Text block ::
* * *

Researchers have developed an algorithm that aids our understanding of how living systems work, by identifying which proteins within cells will interact with each other, based on their genetic sequences alone.
The ability to generate huge amounts of data from genetic sequencing has developed rapidly in the past decade, but the trouble for researchers is in being able to apply that sequence data to better understand living systems. The newresearch, published in the journalProceedings of the National Academy of Sciences, is a significant step forward because biological processes, such as how our bodies turn food into energy, are driven by specific protein–protein interactions.
“We were really surprised that our algorithm was powerful enough to make accurate predictions in the absence of experimentally-derived data,” said study co-author Dr Lucy Colwell, from the University of Cambridge’s Department of Chemistry, who led the study with Ned Wingreen of Princeton University. “Being able to predict these interactions will help us understand how proteins fit and work together to complete required tasks – and using an algorithm is much faster and much cheaper than relying on experiments.”
When proteins interact with each other, they stick together to form protein complexes. In her previous research, Colwell found that if the two interacting proteins were known, sequence data could be used to figure out the structure of these complexes. Once the structure of the complexes is known, researchers can then investigate what is happening chemically. However, the question of which proteins interact with each other still required expensive, time-consuming experiments. Each cell often contains multiple versions of the same protein, and it wasn’t possible to predict which version of each protein would interact specifically – instead, experiments involve trying all options to see which ones stick.

* * *

Study material ::
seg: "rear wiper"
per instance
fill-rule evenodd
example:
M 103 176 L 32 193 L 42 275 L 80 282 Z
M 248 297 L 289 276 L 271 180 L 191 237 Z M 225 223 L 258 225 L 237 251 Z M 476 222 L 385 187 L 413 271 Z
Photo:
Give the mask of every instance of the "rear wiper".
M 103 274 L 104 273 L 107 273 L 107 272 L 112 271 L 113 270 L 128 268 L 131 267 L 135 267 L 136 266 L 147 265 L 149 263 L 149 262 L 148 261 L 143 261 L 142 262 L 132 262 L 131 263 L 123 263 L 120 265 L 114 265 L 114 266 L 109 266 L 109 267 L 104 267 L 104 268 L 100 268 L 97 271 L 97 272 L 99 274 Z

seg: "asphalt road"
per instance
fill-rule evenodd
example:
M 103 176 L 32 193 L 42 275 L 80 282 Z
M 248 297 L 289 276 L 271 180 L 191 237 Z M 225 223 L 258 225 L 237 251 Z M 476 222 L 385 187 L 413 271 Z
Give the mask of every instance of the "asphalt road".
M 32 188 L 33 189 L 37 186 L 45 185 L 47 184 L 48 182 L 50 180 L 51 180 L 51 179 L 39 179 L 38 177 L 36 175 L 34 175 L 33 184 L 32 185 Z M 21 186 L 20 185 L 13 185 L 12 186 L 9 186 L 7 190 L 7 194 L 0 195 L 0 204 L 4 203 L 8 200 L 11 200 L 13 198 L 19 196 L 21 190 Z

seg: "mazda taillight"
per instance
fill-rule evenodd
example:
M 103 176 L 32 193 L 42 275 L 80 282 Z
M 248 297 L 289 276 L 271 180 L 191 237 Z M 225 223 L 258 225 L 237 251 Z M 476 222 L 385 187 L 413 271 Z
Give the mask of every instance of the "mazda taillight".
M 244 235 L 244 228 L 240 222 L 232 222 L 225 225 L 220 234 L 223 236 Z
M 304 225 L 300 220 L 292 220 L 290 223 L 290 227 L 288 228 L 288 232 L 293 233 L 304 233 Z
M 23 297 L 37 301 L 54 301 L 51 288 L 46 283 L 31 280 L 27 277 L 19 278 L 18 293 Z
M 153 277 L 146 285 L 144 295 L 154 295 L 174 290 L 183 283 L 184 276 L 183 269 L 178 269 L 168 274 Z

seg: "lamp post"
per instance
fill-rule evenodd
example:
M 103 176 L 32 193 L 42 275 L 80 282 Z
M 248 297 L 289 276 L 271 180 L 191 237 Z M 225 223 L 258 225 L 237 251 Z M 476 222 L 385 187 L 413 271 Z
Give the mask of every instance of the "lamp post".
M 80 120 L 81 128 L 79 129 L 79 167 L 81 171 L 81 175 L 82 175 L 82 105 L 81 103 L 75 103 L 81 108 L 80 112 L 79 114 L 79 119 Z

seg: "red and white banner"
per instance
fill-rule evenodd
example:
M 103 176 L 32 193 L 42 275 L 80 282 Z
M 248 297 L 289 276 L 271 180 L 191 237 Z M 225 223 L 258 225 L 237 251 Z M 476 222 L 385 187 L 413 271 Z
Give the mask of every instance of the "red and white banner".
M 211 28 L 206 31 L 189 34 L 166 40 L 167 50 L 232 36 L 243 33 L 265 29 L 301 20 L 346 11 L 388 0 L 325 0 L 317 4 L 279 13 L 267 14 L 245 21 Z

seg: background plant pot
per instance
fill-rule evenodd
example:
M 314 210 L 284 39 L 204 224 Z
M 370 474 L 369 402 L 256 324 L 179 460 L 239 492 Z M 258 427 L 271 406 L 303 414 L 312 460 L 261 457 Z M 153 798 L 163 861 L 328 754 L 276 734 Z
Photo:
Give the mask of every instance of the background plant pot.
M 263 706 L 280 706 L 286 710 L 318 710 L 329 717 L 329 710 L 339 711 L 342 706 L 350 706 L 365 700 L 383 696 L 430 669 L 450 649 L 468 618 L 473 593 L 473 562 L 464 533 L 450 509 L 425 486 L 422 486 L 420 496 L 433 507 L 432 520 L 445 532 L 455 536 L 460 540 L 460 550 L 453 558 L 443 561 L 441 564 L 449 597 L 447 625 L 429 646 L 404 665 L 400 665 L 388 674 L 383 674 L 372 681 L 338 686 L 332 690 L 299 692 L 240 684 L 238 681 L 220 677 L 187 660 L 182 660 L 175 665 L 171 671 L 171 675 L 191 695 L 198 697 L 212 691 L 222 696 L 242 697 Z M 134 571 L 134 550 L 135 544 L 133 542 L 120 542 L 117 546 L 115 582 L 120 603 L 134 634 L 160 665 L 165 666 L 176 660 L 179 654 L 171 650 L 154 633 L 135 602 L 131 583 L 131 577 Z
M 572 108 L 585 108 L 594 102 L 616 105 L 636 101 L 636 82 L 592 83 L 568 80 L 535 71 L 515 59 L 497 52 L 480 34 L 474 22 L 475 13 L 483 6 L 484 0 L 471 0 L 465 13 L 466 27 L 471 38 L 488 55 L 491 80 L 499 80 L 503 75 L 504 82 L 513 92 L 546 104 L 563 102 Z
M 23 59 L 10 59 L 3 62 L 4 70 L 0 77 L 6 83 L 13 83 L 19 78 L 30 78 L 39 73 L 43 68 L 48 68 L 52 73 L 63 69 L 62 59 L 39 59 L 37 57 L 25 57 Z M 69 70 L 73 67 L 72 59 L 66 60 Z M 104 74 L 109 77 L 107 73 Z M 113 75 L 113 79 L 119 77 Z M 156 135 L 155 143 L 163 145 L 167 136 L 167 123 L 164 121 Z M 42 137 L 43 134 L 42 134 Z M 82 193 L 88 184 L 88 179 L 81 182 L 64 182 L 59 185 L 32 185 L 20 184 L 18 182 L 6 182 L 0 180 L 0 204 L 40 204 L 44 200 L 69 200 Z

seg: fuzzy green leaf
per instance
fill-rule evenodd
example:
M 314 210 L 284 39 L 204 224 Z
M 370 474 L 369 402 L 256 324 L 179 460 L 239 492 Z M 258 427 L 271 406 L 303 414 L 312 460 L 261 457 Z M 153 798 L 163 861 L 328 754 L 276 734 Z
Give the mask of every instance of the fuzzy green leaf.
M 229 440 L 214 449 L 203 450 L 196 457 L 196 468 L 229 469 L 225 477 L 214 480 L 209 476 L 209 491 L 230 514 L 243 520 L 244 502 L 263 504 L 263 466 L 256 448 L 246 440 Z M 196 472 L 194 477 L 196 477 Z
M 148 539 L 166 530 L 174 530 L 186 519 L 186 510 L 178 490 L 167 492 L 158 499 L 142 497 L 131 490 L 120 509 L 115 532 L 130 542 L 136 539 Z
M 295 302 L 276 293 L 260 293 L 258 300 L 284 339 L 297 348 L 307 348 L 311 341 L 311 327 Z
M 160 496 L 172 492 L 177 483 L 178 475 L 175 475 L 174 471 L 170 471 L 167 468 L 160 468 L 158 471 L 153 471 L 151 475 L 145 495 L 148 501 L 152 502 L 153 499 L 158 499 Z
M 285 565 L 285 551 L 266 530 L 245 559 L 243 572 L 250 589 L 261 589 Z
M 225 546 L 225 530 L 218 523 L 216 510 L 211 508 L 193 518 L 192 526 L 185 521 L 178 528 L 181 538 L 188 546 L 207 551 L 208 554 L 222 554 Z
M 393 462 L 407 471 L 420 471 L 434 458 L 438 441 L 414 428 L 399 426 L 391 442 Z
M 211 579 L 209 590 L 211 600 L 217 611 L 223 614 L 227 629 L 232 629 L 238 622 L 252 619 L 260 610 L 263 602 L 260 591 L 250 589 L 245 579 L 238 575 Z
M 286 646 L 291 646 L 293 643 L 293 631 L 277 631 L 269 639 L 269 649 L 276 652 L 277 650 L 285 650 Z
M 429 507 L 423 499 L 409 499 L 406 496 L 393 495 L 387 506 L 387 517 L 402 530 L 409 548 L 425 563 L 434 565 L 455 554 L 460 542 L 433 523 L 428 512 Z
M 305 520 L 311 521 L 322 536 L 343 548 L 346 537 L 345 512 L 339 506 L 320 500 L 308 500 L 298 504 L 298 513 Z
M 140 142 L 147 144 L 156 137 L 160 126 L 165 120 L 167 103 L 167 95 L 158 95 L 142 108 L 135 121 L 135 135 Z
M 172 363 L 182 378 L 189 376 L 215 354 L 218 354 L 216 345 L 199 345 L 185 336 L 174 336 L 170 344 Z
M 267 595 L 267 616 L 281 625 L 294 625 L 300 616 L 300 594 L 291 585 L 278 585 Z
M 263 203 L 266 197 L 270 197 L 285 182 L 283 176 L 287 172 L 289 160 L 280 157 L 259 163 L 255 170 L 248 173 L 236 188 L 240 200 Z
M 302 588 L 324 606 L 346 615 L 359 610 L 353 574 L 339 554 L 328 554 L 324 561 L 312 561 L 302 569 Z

* * *

Goal of the exercise ::
Answer these about the protein-interaction text above:
1. In which journal was the new research published?
2. Who led the study with Dr Lucy Colwell, and at which university?
3. What do proteins form when they stick together?

Response for this exercise ::
1. Proceedings of the National Academy of Sciences
2. Ned Wingreen, of Princeton University
3. Protein complexes